(Saved data entries)
::::::

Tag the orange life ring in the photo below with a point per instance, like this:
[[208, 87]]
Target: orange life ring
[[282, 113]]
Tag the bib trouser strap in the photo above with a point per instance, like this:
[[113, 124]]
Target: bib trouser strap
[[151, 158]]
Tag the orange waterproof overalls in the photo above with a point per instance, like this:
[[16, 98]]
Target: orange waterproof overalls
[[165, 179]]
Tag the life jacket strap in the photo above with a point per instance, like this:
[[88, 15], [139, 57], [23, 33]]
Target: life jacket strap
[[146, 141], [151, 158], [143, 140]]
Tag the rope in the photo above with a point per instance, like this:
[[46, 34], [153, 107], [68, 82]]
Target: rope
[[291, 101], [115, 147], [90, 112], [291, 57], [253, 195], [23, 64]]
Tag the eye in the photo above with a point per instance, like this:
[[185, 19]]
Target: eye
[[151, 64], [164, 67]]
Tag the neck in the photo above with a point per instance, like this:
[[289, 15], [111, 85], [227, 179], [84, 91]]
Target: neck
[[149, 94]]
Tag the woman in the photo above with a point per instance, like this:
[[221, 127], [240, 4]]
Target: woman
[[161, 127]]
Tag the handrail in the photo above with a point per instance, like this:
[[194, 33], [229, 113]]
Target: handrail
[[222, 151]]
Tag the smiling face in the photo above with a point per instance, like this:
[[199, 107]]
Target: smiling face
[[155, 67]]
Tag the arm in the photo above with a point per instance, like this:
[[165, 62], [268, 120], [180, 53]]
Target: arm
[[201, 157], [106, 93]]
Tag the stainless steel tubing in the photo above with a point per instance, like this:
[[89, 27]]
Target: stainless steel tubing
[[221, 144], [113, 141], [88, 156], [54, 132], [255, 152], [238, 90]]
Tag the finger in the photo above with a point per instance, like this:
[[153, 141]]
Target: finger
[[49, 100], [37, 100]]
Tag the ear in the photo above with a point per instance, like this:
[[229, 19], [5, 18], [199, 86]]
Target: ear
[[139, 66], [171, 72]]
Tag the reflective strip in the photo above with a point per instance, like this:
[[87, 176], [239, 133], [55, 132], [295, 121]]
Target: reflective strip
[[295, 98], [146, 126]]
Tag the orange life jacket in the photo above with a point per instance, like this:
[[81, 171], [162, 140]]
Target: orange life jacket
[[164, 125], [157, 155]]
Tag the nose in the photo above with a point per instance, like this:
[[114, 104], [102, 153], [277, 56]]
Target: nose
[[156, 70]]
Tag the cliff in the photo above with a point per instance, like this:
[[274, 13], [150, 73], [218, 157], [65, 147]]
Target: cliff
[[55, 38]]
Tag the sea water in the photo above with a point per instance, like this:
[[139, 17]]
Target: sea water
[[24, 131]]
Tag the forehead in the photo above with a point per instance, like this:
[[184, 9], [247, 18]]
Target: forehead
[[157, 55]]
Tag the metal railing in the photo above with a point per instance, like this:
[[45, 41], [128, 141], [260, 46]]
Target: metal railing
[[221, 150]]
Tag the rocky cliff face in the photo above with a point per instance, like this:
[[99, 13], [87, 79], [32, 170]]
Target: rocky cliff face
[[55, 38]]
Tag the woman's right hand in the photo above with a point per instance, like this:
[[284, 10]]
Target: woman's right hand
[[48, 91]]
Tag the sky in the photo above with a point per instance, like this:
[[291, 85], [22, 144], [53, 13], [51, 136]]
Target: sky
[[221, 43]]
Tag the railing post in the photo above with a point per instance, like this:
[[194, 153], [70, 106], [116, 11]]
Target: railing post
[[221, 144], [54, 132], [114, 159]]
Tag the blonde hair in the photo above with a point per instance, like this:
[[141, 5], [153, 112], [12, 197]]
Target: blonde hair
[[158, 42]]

::::::

* [Goal of the exercise]
Copy out every line of the records above word for word, with nothing changed or left out.

* [Written solution]
Tag the orange life ring in the photo below with a point per instance, like this:
[[208, 87]]
Target: orange life ring
[[282, 113]]
Tag the bib trouser strap in the photo above with a point per instance, like this:
[[113, 124]]
Target: bib trouser strap
[[151, 158]]
Tag the orange waterproof overalls in the photo above with a point per instance, like this:
[[16, 98]]
Target: orange waterproof overalls
[[165, 179]]
Tag the life jacket strap in the photo above with a point per instance, like this:
[[88, 15], [139, 57], [23, 33]]
Target: life jacket strap
[[146, 141], [151, 158], [143, 140]]
Tag the rope in the photo above with a point per instance, like this:
[[46, 34], [153, 107], [68, 82]]
Target: rope
[[291, 101], [115, 147], [90, 112], [291, 57], [253, 195], [23, 64]]
Tag the eye in the photo above with a point per instance, like this:
[[185, 19]]
Target: eye
[[151, 64], [164, 67]]
Tag the neck in the photo above with a point per instance, like this:
[[289, 15], [111, 85], [227, 179], [84, 91]]
Target: neck
[[149, 94]]
Tag the woman in the photo above with a point per instance, like this:
[[221, 127], [240, 4]]
Target: woman
[[161, 127]]
Tag the handrail in the photo above with a point per instance, like this:
[[194, 33], [229, 113]]
Target: handrail
[[222, 151]]
Tag the smiling face in the photo above with a point per instance, like this:
[[199, 107]]
Target: smiling face
[[155, 67]]
Tag the arm in the photo above with a point per instance, like this:
[[165, 62], [268, 120], [180, 53]]
Target: arm
[[201, 157], [106, 93]]
Tag the stainless steel tubing in the photo above with a point per instance, like this:
[[89, 27]]
Target: stainless steel tubing
[[221, 144], [113, 141], [88, 156], [54, 132], [255, 152], [238, 90]]
Tag the finger in the photo above with a point per instance, like this:
[[153, 141]]
Target: finger
[[49, 100], [37, 100]]
Tag the ear in the photo above with a point per instance, like this:
[[229, 19], [5, 18], [199, 86]]
Target: ear
[[139, 66], [171, 72]]
Tag the reflective strip in the photo above with a point per instance, like this:
[[87, 176], [239, 133], [55, 132], [295, 121]]
Target: reflective strip
[[295, 98], [146, 126]]
Tag the orange life jacket in the photo above with a point per instance, like this:
[[81, 171], [162, 140]]
Target: orange life jacket
[[164, 125], [157, 155]]
Tag the nose in the photo above with a point per instance, like this:
[[114, 104], [102, 153], [277, 56]]
Target: nose
[[156, 70]]
Tag the cliff in the photo above with a point per instance, like this:
[[274, 13], [150, 73], [218, 157], [65, 147]]
Target: cliff
[[55, 38]]
Tag the sea water in the photo above with a point per instance, like this:
[[139, 17]]
Target: sea water
[[24, 131]]
Tag the forehead in the photo above with a point per instance, like this:
[[184, 9], [247, 18]]
Target: forehead
[[157, 55]]
Tag the metal railing in the photo above with a point per instance, like this:
[[45, 41], [128, 141], [260, 46]]
Target: metal railing
[[221, 150]]
Tag the rocky cliff face in the photo above with a point per instance, like this:
[[99, 13], [87, 79], [32, 170]]
Target: rocky cliff face
[[55, 38]]
Tag the woman's right hand in the photo above with a point per instance, like this:
[[284, 10]]
Target: woman's right hand
[[48, 91]]
Tag the sky in the photo above with a point per instance, like this:
[[291, 85], [22, 144], [53, 13], [51, 136]]
Target: sky
[[221, 43]]
Tag the railing post in the photo above with a point per instance, like this:
[[194, 153], [70, 106], [116, 11]]
Target: railing post
[[221, 144], [54, 132], [114, 159]]
Tag the blonde hair in the photo above with a point per instance, like this:
[[141, 5], [153, 112], [12, 197]]
Target: blonde hair
[[158, 42]]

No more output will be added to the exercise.